BRIEF: Could the records be returned exactly, with the pictures left out?

....................

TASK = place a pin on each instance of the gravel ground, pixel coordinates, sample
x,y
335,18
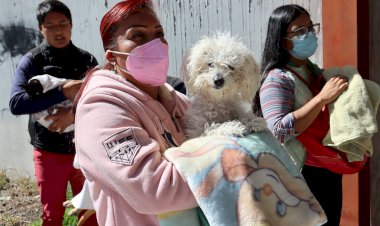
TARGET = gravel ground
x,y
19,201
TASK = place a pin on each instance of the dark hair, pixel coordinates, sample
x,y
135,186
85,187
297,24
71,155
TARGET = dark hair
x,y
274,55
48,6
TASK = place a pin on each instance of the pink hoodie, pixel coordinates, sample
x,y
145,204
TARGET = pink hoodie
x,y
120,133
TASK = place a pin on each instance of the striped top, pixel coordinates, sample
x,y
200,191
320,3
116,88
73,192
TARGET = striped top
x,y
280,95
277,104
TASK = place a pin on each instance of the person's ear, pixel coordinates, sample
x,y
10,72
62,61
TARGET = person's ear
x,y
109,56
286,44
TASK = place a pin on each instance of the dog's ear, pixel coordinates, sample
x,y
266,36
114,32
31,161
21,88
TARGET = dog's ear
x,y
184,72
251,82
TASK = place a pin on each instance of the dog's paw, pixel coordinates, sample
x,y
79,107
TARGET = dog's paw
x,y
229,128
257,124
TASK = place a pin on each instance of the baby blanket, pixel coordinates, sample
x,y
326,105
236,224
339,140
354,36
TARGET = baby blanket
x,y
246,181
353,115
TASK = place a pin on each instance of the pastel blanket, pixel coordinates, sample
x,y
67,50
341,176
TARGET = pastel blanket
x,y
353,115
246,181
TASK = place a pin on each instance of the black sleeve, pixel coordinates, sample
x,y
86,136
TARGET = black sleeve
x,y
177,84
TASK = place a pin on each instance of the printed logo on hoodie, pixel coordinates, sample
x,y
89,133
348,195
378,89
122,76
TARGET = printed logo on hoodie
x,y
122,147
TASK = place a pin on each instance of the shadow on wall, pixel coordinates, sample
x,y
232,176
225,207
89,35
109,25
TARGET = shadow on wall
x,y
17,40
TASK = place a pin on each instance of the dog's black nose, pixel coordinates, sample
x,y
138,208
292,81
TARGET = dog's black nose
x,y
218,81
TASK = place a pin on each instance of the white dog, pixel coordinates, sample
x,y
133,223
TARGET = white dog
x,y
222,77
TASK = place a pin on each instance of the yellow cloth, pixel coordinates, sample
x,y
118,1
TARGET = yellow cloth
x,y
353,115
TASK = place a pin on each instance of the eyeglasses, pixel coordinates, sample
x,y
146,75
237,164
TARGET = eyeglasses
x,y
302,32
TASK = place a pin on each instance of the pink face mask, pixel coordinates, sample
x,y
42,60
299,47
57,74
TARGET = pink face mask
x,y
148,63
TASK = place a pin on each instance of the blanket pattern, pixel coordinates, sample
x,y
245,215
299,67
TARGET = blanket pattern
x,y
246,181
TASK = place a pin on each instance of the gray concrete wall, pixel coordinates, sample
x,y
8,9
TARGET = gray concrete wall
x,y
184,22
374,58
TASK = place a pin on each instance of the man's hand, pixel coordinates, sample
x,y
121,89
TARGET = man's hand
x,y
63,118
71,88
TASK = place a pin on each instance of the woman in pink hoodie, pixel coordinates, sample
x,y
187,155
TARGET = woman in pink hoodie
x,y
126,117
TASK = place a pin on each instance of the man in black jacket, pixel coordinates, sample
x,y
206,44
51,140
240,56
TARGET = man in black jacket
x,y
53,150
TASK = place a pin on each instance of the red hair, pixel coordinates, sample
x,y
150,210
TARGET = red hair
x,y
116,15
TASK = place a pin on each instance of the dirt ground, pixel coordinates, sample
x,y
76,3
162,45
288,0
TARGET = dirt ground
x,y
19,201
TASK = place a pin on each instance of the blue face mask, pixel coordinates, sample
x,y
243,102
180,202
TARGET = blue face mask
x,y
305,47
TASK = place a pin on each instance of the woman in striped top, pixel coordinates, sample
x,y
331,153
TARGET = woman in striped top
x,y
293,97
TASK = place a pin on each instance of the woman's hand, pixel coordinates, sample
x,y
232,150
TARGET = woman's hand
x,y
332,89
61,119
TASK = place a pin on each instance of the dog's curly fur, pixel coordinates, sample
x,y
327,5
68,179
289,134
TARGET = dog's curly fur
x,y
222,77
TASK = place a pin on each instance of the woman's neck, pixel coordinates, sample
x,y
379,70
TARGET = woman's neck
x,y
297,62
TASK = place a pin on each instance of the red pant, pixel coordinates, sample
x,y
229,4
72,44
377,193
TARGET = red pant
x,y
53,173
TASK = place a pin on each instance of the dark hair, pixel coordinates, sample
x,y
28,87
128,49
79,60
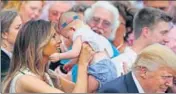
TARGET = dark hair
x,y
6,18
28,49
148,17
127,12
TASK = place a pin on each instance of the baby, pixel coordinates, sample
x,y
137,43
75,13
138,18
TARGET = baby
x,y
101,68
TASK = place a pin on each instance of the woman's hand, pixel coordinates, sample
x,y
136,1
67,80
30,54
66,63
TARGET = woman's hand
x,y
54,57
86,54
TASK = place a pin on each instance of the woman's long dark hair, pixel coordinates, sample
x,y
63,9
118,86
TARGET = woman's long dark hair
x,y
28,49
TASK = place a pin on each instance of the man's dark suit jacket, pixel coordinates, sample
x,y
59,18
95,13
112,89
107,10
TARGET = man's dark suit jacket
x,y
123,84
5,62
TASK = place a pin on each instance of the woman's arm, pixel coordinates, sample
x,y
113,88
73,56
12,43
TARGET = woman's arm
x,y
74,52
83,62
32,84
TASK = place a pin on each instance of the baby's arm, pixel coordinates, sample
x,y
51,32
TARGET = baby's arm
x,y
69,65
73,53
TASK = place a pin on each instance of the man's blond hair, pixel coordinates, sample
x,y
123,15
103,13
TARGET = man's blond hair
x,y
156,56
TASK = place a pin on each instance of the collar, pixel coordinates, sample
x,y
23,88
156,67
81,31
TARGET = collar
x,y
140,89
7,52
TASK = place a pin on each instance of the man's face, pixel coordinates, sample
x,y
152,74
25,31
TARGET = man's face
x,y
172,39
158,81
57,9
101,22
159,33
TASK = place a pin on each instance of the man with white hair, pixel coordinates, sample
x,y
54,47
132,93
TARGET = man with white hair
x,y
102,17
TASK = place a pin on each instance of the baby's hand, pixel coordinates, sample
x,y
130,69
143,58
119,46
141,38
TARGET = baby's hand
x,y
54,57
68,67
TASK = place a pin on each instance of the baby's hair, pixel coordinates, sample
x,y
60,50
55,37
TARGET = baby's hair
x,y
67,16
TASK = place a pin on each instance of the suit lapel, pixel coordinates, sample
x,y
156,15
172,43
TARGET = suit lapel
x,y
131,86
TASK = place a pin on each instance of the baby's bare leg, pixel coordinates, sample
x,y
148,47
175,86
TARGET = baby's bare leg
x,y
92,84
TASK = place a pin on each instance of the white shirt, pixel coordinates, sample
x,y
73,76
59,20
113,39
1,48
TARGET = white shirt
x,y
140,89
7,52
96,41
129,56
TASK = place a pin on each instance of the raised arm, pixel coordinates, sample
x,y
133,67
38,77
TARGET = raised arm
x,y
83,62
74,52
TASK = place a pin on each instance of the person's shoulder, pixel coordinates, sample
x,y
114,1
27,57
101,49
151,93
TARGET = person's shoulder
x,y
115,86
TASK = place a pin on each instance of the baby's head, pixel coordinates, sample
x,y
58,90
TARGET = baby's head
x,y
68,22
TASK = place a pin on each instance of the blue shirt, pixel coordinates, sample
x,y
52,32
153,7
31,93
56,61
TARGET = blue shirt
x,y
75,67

....................

FINISHED TASK:
TASK = place a pin on each instance of the gravel ground, pixel coordinates, sample
x,y
335,18
TARGET = gravel ground
x,y
19,201
TASK = place a pin on each instance of the dark hair, pixel coordinates, sample
x,y
135,186
85,187
297,24
71,155
TARGET = dark hair
x,y
274,55
48,6
TASK = place a pin on each instance of the pink hoodie, pixel coordinates, sample
x,y
145,204
TARGET = pink hoodie
x,y
120,133
TASK = place a pin on each instance of the striped top, pixel coordinates, sample
x,y
200,191
320,3
116,88
73,192
TARGET = striped top
x,y
280,95
277,104
TASK = place a pin on each instance of the person's ear, pixel coordinates, sample
x,y
10,72
62,61
TARGET = person's ear
x,y
109,56
286,44
TASK = place a pin on each instance of the dog's ear, pixel coordinates, sample
x,y
266,36
114,32
31,161
21,88
TARGET = dog's ear
x,y
184,72
251,82
TASK = place a pin on each instance of the dog's paw, pixel coordinates, sample
x,y
79,107
TARGET = dog's paw
x,y
229,128
257,124
TASK = place a pin on each instance of the baby blanket, pixel coordinates, sample
x,y
326,105
236,224
339,140
354,36
TARGET = baby blanket
x,y
246,181
353,115
TASK = place a pin on each instance of the pastel blanket, pixel coordinates, sample
x,y
67,50
341,176
TARGET = pastel blanket
x,y
353,115
246,181
TASK = place a pin on each instance of the black sleeve, pixel coordinates, sample
x,y
86,136
TARGET = black sleeve
x,y
177,84
TASK = place a pin on each instance of the printed logo on hoodie, pixel coordinates, sample
x,y
89,133
348,195
378,89
122,76
TARGET = printed logo on hoodie
x,y
122,147
TASK = place a pin on each instance of the shadow on wall, pixel coordinates, sample
x,y
232,176
225,207
89,35
109,25
TARGET = shadow on wall
x,y
17,40
TASK = place a pin on each instance of the dog's black nose, pixel coordinates, sample
x,y
138,208
292,81
TARGET = dog's black nose
x,y
218,81
TASK = place a pin on each instance of the white dog, pixel coordinates, sample
x,y
133,223
TARGET = white dog
x,y
222,77
TASK = place a pin on each instance of the yellow cloth, pixel coordinates, sample
x,y
118,1
TARGET = yellow cloth
x,y
353,115
TASK = place a pin on each instance of the eyeglasses, pixel coordinates, sample
x,y
146,75
237,164
TARGET = eyeglasses
x,y
302,32
TASK = place a pin on each instance of the pink face mask, pixel coordinates, sample
x,y
42,60
299,47
57,74
TARGET = pink face mask
x,y
148,63
TASK = place a pin on each instance of the blanket pattern, pixel coordinates, sample
x,y
245,215
299,67
TARGET = blanket pattern
x,y
246,181
TASK = place a pin on each instance of the gray concrete wall, pixel coordinates, sample
x,y
8,9
TARGET = gray concrete wall
x,y
184,22
374,58
TASK = place a pin on each instance of the man's hand, pixel coordinates, sample
x,y
121,89
TARGET = man's hand
x,y
63,118
71,88
TASK = place a pin on each instance of the woman in pink hoodie, pixel coordinates, sample
x,y
187,155
TARGET = woman in pink hoodie
x,y
126,117
TASK = place a pin on each instance of the man in black jacket, pixel coordinates, sample
x,y
206,44
51,140
240,56
TARGET = man in black jacket
x,y
53,150
TASK = place a pin on each instance of the red hair, pixel coordinates, sample
x,y
150,210
TARGET = red hair
x,y
116,15
TASK = place a pin on each instance of the dirt ground, pixel coordinates, sample
x,y
76,3
162,45
288,0
TARGET = dirt ground
x,y
19,201
TASK = place a pin on each instance of the blue face mask, pixel coordinates, sample
x,y
243,102
180,202
TARGET = blue face mask
x,y
305,47
TASK = place a pin on each instance of the woman in striped top, pixel coordinates, sample
x,y
331,153
TARGET = woman in striped top
x,y
293,97
TASK = place a pin on each instance of the woman's hand, pixel coordinates, sample
x,y
232,150
TARGET = woman's hand
x,y
332,89
61,119
TASK = place a pin on each instance of the dog's curly fur, pixel coordinates, sample
x,y
327,5
68,179
289,134
TARGET = dog's curly fur
x,y
222,77
TASK = place a pin on each instance of the woman's neck, pixel coordinates, sample
x,y
379,70
TARGET = woman's neck
x,y
297,62
TASK = place a pin on each instance of the red pant, pixel coordinates, sample
x,y
229,4
72,44
377,193
TARGET = red pant
x,y
53,173
TASK = place a pin on each instance of the dark hair, pixel coordinates, sample
x,y
28,87
128,49
79,60
TARGET = dark hair
x,y
6,18
28,49
148,17
127,12
TASK = place a pin on each instance of the baby, pixel coordinates, sample
x,y
137,43
75,13
138,18
TARGET = baby
x,y
101,68
TASK = place a pin on each instance of the woman's hand, pixel coordinates, sample
x,y
136,1
67,80
30,54
66,63
TARGET = woman's hand
x,y
54,57
86,54
TASK = place a pin on each instance of the woman's long dark hair, pixel coordinates, sample
x,y
63,9
118,86
TARGET = woman's long dark hair
x,y
28,49
TASK = place a pin on each instance of the man's dark suit jacket, pixel coordinates, sample
x,y
59,18
95,13
112,89
107,10
TARGET = man's dark suit jacket
x,y
123,84
5,62
TASK = place a pin on each instance of the woman's arm, pixel coordinates, sample
x,y
113,88
73,56
12,43
TARGET = woman's arm
x,y
74,52
83,62
32,84
TASK = place a pin on each instance of the baby's arm, pixel coordinates, sample
x,y
51,32
TARGET = baby's arm
x,y
69,65
73,53
TASK = place a pin on each instance of the man's blond hair, pixel coordinates, sample
x,y
123,15
103,13
TARGET = man's blond hair
x,y
156,56
TASK = place a pin on each instance of the collar, pixel coordinates, sample
x,y
23,88
156,67
81,31
TARGET = collar
x,y
140,89
7,52
TASK = place a pin on each instance of the man's face, pixel coordinates, sample
x,y
152,74
25,31
TARGET = man's face
x,y
172,39
158,81
57,9
101,22
159,33
TASK = place a pin on each instance of the man with white hair, pixel coordinates, sample
x,y
54,47
132,93
TARGET = man with white hair
x,y
102,17
TASK = place a pin on each instance of the baby's hand, pixel coordinates, sample
x,y
130,69
143,58
119,46
141,38
TARGET = baby's hand
x,y
54,57
68,67
TASK = place a pin on each instance of the baby's hair, pixel coordinates, sample
x,y
60,50
55,37
TARGET = baby's hair
x,y
67,16
TASK = place a pin on each instance of the suit lapel, pixel coordinates, sample
x,y
156,15
172,43
TARGET = suit lapel
x,y
131,86
TASK = place a pin on each instance of the baby's bare leg, pixel coordinates, sample
x,y
148,47
175,86
TARGET = baby's bare leg
x,y
92,84
TASK = place a pin on each instance of the white shirt, pixel coordinates, sample
x,y
73,76
59,20
113,39
1,48
TARGET = white shirt
x,y
140,89
7,52
96,41
129,56
TASK = place a pin on each instance of the raised arm, pixel coordinates, sample
x,y
133,67
38,77
TARGET = raised arm
x,y
83,62
74,52
TASK = place a pin on each instance of the person's shoulder, pixel coordinates, sample
x,y
114,1
27,57
101,49
151,93
TARGET = person's shoulder
x,y
115,86
TASK = place a pin on each instance of the baby's head, pixel coordinates, sample
x,y
58,90
TARGET = baby's head
x,y
68,22
TASK = place a pin on each instance of the blue shirt, pixel coordinates, sample
x,y
52,32
153,7
31,93
56,61
TARGET = blue shirt
x,y
75,67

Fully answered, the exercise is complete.